#### Quoted text

Poor and black residents of Charlottesville have been echoing the idea that the Charlottesville Police Department unjustly criminalizes its citizens for decades. Just 20 percent of Charlottesville’s population is black, but black people make up 80 percent of those stopped and frisked by police. JADE, the Jefferson Area Drug Enforcement Task Force, an anti-narcotics coalition between Albemarle County, Charlottesville, the University of Virginia, and Virginia state police, is notoriously aggressive with and hostile to Black residents. From 2003 to 2004, as part of a rape investigation, CPD officers stopped black men on the street, showed up to their homes and workplaces, and demanded cheek swabs; all told, officers collected swabs from 190 black men. There was widespread outrage, and one man filed a 2004 lawsuit against the CPD for assault and battery, and racial discrimination.

In Virginia, tight laws that prohibit the accused from getting cash bail disproportionately affect people of color, forcing them to remain incarcerated for months or sometimes years before standing trial. In May of this year, Charlottesville and Central Virginia citizens raised $ 15,000 to be used for cash bail for black moms for a national bail out for Mother’s Day. But when they attempted to obtain release of 35 black moms, they were told that none of the black mother prisoners could leave because they were all being denied bond. All of them are being held for non-violent crimes such as petit larceny, and none have a history of flight or pose a threat to the community.

“The way the city and some of its members have responded [to prior rallies and the events of summer 2017] speaks to a comfort of centered whiteness, and have made me realize further how much more is just beyond the surface here in Cville,” wrote resident David Vaughn, in a statement ahead of the August 12 rally. “I’ve been a resident for over twenty years, this type of thinking will not end after [August 12]; in fact, it’s the very reason why we’re here in this place now.”

And then there is the question of City Council’s actions when it came to granting and revoking the permit for the August 12 “Unite the Right” rally.

“The City recognized the potential for danger,” said councilperson Kristin Szakos. “And, although a municipality cannot legally prohibit people from expressing their constitutional right to free assembly and speech, the City did attempt to require the demonstration to move to McIntire Park, outside of downtown, where the danger could have been more easily prevented and contained.”

########
#### Supplied entries

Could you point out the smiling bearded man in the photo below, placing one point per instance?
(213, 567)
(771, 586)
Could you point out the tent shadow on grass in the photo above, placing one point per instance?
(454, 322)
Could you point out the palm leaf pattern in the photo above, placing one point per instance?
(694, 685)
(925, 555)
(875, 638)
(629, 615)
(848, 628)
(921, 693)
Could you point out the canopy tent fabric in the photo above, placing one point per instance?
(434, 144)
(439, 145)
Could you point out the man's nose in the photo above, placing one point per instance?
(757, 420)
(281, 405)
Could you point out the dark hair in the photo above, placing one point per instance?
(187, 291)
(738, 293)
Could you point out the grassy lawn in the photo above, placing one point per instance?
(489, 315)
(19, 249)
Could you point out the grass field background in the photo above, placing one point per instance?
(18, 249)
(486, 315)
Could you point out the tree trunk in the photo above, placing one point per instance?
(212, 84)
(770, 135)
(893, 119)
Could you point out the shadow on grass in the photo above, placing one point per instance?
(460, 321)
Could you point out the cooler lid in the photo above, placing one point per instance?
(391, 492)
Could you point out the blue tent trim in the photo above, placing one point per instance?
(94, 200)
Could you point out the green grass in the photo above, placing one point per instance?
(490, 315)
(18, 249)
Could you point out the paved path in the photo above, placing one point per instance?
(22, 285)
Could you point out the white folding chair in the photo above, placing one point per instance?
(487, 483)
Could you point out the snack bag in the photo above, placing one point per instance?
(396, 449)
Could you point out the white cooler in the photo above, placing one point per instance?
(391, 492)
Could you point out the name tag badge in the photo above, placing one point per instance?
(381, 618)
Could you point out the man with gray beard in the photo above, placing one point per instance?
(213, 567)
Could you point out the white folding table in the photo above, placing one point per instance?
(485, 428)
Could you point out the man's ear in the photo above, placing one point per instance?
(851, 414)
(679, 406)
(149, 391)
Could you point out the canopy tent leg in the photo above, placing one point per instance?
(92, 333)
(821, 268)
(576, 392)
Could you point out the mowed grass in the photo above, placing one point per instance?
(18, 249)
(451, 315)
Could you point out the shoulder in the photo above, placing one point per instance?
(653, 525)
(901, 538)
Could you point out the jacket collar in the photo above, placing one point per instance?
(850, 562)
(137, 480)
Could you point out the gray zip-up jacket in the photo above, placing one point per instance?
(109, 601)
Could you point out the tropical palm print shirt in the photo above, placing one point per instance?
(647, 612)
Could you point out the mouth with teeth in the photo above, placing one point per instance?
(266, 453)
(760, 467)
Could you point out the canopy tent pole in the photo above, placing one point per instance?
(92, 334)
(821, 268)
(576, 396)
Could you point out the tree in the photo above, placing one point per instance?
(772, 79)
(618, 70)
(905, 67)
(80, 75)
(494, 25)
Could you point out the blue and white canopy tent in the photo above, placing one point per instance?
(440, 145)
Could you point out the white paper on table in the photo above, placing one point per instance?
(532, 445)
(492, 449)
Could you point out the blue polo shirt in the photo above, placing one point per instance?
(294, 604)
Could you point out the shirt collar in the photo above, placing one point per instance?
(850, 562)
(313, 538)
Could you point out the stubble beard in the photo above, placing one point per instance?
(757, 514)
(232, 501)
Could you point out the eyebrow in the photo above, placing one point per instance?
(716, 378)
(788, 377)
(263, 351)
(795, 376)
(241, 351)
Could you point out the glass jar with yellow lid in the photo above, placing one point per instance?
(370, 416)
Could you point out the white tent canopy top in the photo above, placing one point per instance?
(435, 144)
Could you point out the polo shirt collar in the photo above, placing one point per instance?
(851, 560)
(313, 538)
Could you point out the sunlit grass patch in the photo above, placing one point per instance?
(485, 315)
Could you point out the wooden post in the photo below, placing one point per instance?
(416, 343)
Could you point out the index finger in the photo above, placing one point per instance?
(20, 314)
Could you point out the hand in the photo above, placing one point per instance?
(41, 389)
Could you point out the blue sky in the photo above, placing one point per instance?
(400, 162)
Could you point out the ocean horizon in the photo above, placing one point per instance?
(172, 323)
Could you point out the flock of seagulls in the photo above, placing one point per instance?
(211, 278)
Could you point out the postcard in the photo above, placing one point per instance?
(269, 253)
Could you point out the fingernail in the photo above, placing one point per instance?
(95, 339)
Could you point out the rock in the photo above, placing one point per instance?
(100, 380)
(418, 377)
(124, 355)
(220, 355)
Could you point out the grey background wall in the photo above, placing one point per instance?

########
#### Supplied entries

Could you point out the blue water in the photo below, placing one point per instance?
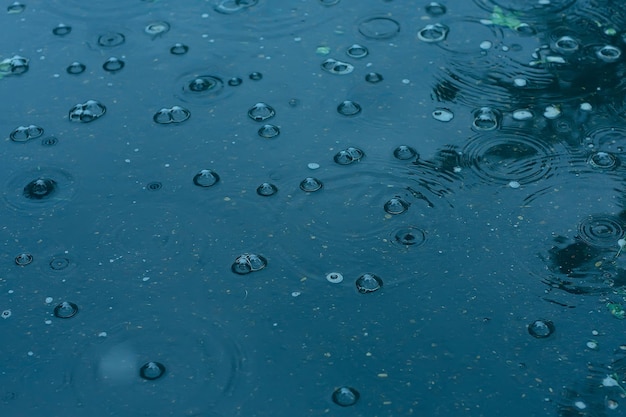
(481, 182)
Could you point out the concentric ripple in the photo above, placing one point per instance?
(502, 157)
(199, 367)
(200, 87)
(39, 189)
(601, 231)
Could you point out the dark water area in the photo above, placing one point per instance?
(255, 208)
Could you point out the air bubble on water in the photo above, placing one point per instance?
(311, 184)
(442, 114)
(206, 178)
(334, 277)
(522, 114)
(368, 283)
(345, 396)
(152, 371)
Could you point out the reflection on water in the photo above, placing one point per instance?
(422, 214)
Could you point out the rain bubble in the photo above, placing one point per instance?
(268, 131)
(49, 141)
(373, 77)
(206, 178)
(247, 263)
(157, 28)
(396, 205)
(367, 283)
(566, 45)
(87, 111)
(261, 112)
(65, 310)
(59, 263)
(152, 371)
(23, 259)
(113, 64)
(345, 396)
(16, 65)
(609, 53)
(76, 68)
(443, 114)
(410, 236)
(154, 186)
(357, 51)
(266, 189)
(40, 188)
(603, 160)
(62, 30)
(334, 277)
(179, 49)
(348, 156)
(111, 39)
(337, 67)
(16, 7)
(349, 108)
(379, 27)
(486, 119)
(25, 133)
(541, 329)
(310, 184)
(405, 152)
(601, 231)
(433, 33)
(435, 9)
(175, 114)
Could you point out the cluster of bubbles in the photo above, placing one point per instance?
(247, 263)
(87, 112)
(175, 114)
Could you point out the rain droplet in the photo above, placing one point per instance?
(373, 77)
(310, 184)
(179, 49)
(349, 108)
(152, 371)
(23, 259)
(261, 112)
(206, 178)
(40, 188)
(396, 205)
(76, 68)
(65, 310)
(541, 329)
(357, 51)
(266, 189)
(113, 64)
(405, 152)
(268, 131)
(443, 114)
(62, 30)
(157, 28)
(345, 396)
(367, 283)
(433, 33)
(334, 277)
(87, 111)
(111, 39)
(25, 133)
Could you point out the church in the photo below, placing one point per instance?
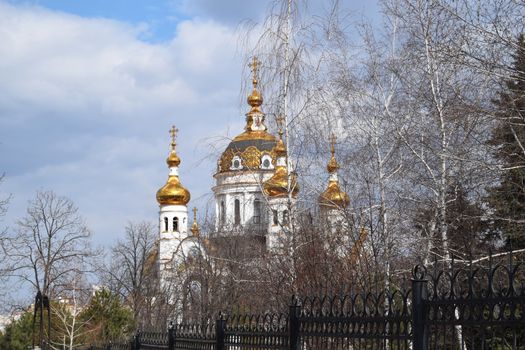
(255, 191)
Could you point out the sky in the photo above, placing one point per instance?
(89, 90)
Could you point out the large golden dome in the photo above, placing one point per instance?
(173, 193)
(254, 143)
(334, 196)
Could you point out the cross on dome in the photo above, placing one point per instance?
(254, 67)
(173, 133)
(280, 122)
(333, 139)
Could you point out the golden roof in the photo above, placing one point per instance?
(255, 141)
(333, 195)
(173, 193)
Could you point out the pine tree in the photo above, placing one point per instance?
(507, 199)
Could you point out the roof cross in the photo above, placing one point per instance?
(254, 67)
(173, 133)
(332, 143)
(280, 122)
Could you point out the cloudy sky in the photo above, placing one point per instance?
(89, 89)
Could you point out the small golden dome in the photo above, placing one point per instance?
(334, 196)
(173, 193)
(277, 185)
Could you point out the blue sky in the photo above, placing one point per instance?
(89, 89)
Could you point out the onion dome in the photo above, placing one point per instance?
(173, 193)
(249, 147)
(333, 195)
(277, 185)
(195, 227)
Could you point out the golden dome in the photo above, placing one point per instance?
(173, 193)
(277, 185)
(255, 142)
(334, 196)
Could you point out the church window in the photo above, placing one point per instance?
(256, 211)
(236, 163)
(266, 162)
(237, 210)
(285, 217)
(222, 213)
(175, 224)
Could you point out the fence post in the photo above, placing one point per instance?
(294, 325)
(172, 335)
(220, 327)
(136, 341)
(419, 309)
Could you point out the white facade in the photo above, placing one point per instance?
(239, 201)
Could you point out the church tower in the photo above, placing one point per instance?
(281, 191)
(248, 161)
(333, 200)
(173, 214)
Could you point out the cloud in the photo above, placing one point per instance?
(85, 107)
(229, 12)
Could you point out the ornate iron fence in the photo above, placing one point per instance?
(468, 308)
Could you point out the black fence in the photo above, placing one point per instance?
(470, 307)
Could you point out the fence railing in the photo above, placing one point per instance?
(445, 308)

########
#### Supplied entries

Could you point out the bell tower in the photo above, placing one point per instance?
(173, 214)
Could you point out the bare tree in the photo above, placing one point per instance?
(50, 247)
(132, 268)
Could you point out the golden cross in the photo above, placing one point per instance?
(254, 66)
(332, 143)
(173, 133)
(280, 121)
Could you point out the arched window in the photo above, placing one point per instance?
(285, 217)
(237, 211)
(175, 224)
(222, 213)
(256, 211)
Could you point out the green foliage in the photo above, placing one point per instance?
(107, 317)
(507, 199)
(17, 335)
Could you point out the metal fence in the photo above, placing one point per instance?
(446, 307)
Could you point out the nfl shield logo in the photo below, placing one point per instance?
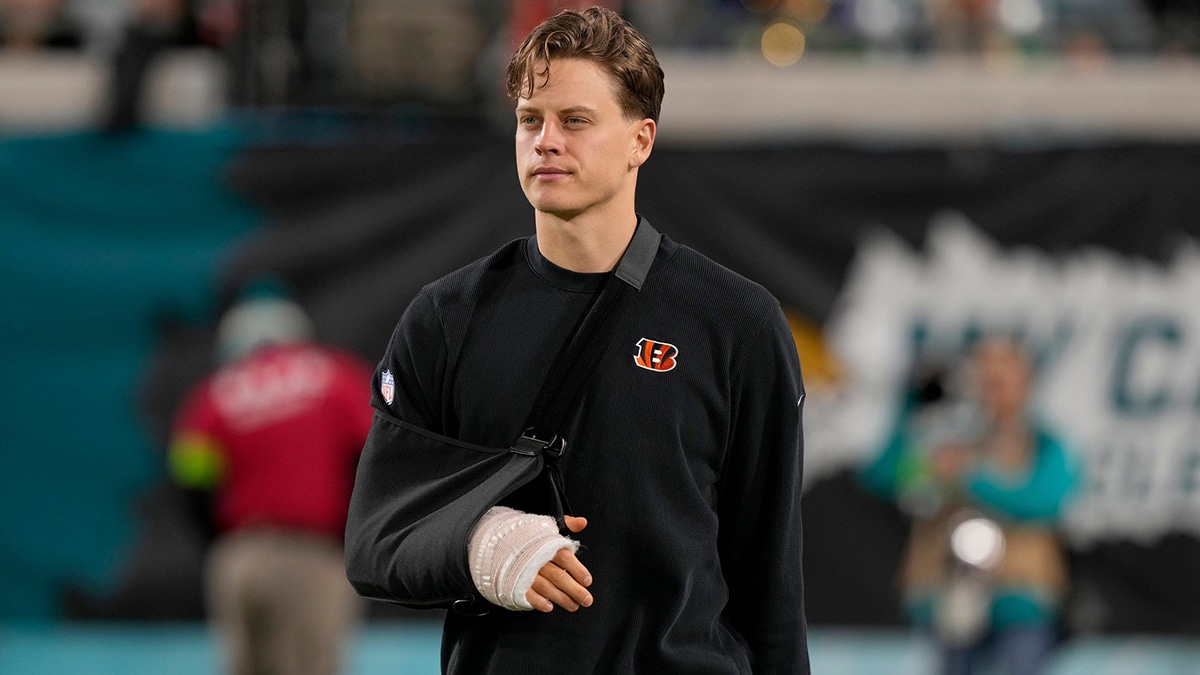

########

### Task set
**a)** Transcribe part of the passage on policing in Charlottesville: begin at the words "Poor and black" and stop after "and racial discrimination.".
**b)** Render this sentence from the passage on policing in Charlottesville into Spanish: "And then there is the question of City Council’s actions when it came to granting and revoking the permit for the August 12 “Unite the Right” rally."
**c)** Take the passage on policing in Charlottesville further, starting after its final sentence.

### Responses to the tasks
**a)**
Poor and black residents of Charlottesville have been echoing the idea that the Charlottesville Police Department unjustly criminalizes its citizens for decades. Just 20 percent of Charlottesville’s population is black, but black people make up 80 percent of those stopped and frisked by police. JADE, the Jefferson Area Drug Enforcement Task Force, an anti-narcotics coalition between Albemarle County, Charlottesville, the University of Virginia, and Virginia state police, is notoriously aggressive with and hostile to Black residents. From 2003 to 2004, as part of a rape investigation, CPD officers stopped black men on the street, showed up to their homes and workplaces, and demanded cheek swabs; all told, officers collected swabs from 190 black men. There was widespread outrage, and one man filed a 2004 lawsuit against the CPD for assault and battery, and racial discrimination.

**b)** Y luego está la cuestión de las acciones del Concejo Municipal en lo que respecta a conceder y revocar el permiso para la manifestación “Unite the Right” del 12 de agosto.

**c)**
The ACLU represented white supremacist organizer Jason Kessler, and a judge ruled that the rally would continue at Emancipation Park as scheduled. But the ACLU says it’s not a First Amendment issue that prevented the city from revoking the permit, but rather that the City of Charlottesville presented a weak case

“In the weeks after the July 8 protests, the city (working with the governor and others) had ample opportunity to put together a case and present it in court on its own motion justifying the revocation of the permit . . . If the judge in our case had been presented with any credible evidence or testimony by the city of an imminent threat of harm (other than a list of internet entries) or evidence that the change in permit would, in fact, result in no demonstration in downtown Charlottesville, I have confidence that he would have denied the injunction.”

However, the response that came from Charlottesville’s Mayor, Mike Signer, who voted to keep the Lee statue, skirted away from condemning white supremacy: “While the City is disappointed by tonight’s ruling we will abide by the judge’s decision. The goal in moving the Unite the Right Rally from Emancipation Park to a larger, more accommodating space like McIntire Park had nothing to do with the content of the demonstrators’ speech. The decision was made based on the projected number of demonstrators expected in our one acre park in downtown and the public safety needs of our community.”

In a recent Washington Post editorial, Signer called himself a “progressive” and defended his vote to preserve the statue. “I believe the Lee statue should remain as a reminder that many Americans were once treated as the property of others, then as second-class citizens.”

It is this very moderation and gentility, which often characterizes a “progressive” political stance, that may be an insidious culprit in keeping poor people and people of color second-class citizens in Charlottesville.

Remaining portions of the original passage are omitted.